§ Provided data:
######

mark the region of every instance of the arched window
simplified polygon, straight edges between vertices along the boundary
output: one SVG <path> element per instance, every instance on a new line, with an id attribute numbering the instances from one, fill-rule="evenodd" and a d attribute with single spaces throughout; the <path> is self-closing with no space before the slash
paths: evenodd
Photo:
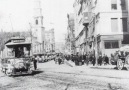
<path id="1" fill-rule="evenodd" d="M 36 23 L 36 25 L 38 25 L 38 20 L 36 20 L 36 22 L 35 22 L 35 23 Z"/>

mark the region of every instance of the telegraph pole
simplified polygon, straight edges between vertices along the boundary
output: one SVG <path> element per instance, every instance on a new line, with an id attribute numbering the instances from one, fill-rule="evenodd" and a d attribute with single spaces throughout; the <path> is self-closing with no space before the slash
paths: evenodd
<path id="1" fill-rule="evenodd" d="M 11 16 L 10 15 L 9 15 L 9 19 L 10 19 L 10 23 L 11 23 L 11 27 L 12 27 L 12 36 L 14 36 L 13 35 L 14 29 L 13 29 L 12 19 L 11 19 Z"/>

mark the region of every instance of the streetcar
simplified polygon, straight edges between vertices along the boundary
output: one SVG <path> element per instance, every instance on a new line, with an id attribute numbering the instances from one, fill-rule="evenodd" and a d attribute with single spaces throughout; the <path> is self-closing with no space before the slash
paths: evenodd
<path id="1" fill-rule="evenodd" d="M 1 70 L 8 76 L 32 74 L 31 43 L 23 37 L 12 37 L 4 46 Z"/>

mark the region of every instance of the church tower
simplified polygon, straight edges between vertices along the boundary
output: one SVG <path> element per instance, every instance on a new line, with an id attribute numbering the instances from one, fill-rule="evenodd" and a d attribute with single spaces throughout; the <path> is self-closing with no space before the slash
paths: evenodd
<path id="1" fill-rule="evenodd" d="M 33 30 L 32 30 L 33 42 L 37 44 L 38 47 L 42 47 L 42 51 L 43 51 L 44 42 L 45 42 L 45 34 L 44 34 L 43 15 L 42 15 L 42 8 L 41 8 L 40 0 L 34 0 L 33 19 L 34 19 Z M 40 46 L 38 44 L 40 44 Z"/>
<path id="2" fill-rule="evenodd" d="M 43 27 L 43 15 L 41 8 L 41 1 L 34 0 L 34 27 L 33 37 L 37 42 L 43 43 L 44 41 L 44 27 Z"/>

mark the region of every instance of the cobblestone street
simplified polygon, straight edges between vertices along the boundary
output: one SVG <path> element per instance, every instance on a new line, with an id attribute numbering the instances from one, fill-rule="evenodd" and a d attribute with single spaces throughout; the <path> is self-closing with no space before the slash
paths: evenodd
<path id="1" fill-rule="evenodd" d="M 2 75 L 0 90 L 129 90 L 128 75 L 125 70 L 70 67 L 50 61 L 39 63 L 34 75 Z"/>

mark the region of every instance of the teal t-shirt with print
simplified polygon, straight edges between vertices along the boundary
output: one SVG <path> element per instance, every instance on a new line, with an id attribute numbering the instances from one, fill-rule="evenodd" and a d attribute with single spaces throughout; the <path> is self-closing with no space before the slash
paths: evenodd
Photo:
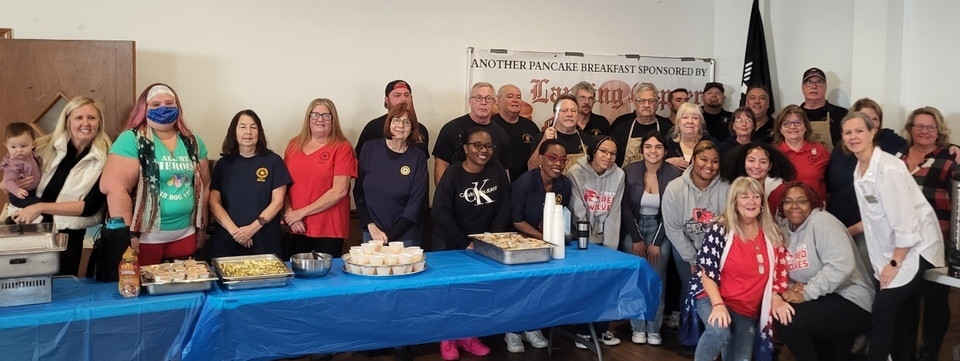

######

§ Short problem:
Render every line of the rows above as a JSON list of strings, one string per line, with blank lines omitted and the pictures left out.

§ Solved exercise:
[
  "mark the region of every instance of the arched window",
  "simplified polygon, straight edges between vertices along the boundary",
  "output: one SVG <path> element per instance, every instance on a new line, with an id attribute numbering the instances from one, fill-rule=\"evenodd\" and a d attribute with single spaces throughout; the <path> is self-closing with no space before the slash",
  "paths: evenodd",
  "Photo:",
  "<path id=\"1\" fill-rule=\"evenodd\" d=\"M 36 23 L 36 25 L 38 25 L 38 20 L 36 20 L 36 22 L 35 22 L 35 23 Z\"/>",
  "mark the region of every instance of the telegraph pole",
  "simplified polygon, straight edges between vertices along the boundary",
  "output: one SVG <path> element per instance, every instance on a new line, with an id attribute numbering the instances from one, fill-rule=\"evenodd\" and a d attribute with single spaces throughout; the <path> is self-closing with no space before the slash",
  "paths: evenodd",
  "<path id=\"1\" fill-rule=\"evenodd\" d=\"M 11 16 L 10 15 L 9 15 L 9 19 L 10 19 L 10 23 L 11 23 L 11 27 L 12 27 L 12 36 L 14 36 L 13 35 L 14 29 L 13 29 L 12 19 L 11 19 Z\"/>",
  "mark the region of every instance of the streetcar",
  "simplified polygon, straight edges between vertices along the boundary",
  "output: one SVG <path> element per instance, every instance on a new line, with an id attribute numbering the instances from one, fill-rule=\"evenodd\" and a d attribute with single spaces throughout; the <path> is self-closing with no space before the slash",
  "paths: evenodd",
  "<path id=\"1\" fill-rule=\"evenodd\" d=\"M 1 70 L 8 76 L 32 74 L 31 43 L 23 37 L 12 37 L 4 46 Z\"/>",
  "mark the region of every instance of the church tower",
  "simplified polygon, straight edges between vertices along the boundary",
  "output: one SVG <path> element per instance, every instance on a new line, with an id attribute numbering the instances from one, fill-rule=\"evenodd\" and a d attribute with single spaces throughout; the <path> is self-closing with no space before the slash",
  "paths: evenodd",
  "<path id=\"1\" fill-rule=\"evenodd\" d=\"M 33 30 L 32 30 L 33 42 L 37 44 L 38 47 L 42 47 L 42 51 L 43 51 L 44 42 L 45 42 L 45 34 L 44 34 L 43 15 L 42 15 L 42 8 L 41 8 L 40 0 L 34 0 L 33 19 L 34 19 Z M 40 46 L 38 44 L 40 44 Z\"/>",
  "<path id=\"2\" fill-rule=\"evenodd\" d=\"M 43 27 L 43 15 L 41 8 L 41 1 L 34 0 L 34 27 L 33 37 L 37 42 L 43 43 L 44 41 L 44 27 Z\"/>",
  "mark the region of every instance of the cobblestone street",
  "simplified polygon, straight edges between vertices along the boundary",
  "output: one SVG <path> element per instance, every instance on a new line, with an id attribute numbering the instances from one, fill-rule=\"evenodd\" and a d attribute with single spaces throughout; the <path> is self-closing with no space before the slash",
  "paths: evenodd",
  "<path id=\"1\" fill-rule=\"evenodd\" d=\"M 2 75 L 0 90 L 129 90 L 128 75 L 125 70 L 70 67 L 50 61 L 39 63 L 34 75 Z\"/>",
  "mark the region of every instance of the teal t-shirt with print",
  "simplified polygon, straight edges between vertices along the boundary",
  "output: one SVG <path> element per instance, every instance on a new line, with an id attribute numbering the instances from one, fill-rule=\"evenodd\" and a d attribute with single spaces throughout; the <path> is self-closing with no space before the slash",
  "paths: evenodd",
  "Photo:"
]